- **RECORDS TO USE**:
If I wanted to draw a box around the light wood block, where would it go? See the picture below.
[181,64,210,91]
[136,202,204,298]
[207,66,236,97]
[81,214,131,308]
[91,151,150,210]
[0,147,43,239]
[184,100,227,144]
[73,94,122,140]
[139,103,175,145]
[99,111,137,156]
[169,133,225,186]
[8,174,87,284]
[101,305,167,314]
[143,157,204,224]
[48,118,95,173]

- **WHAT TO WORK ON**: Please print out every record exactly as it is written.

- **THE ANSWER**:
If I wanted to draw a box around the light wood block, where would it go? See the picture below.
[181,64,210,91]
[136,202,204,298]
[207,66,236,97]
[81,214,131,308]
[91,151,150,210]
[0,147,43,239]
[184,100,227,144]
[73,94,122,140]
[139,103,175,145]
[99,111,137,156]
[169,133,225,186]
[8,174,87,284]
[101,305,167,314]
[143,157,204,224]
[48,118,95,173]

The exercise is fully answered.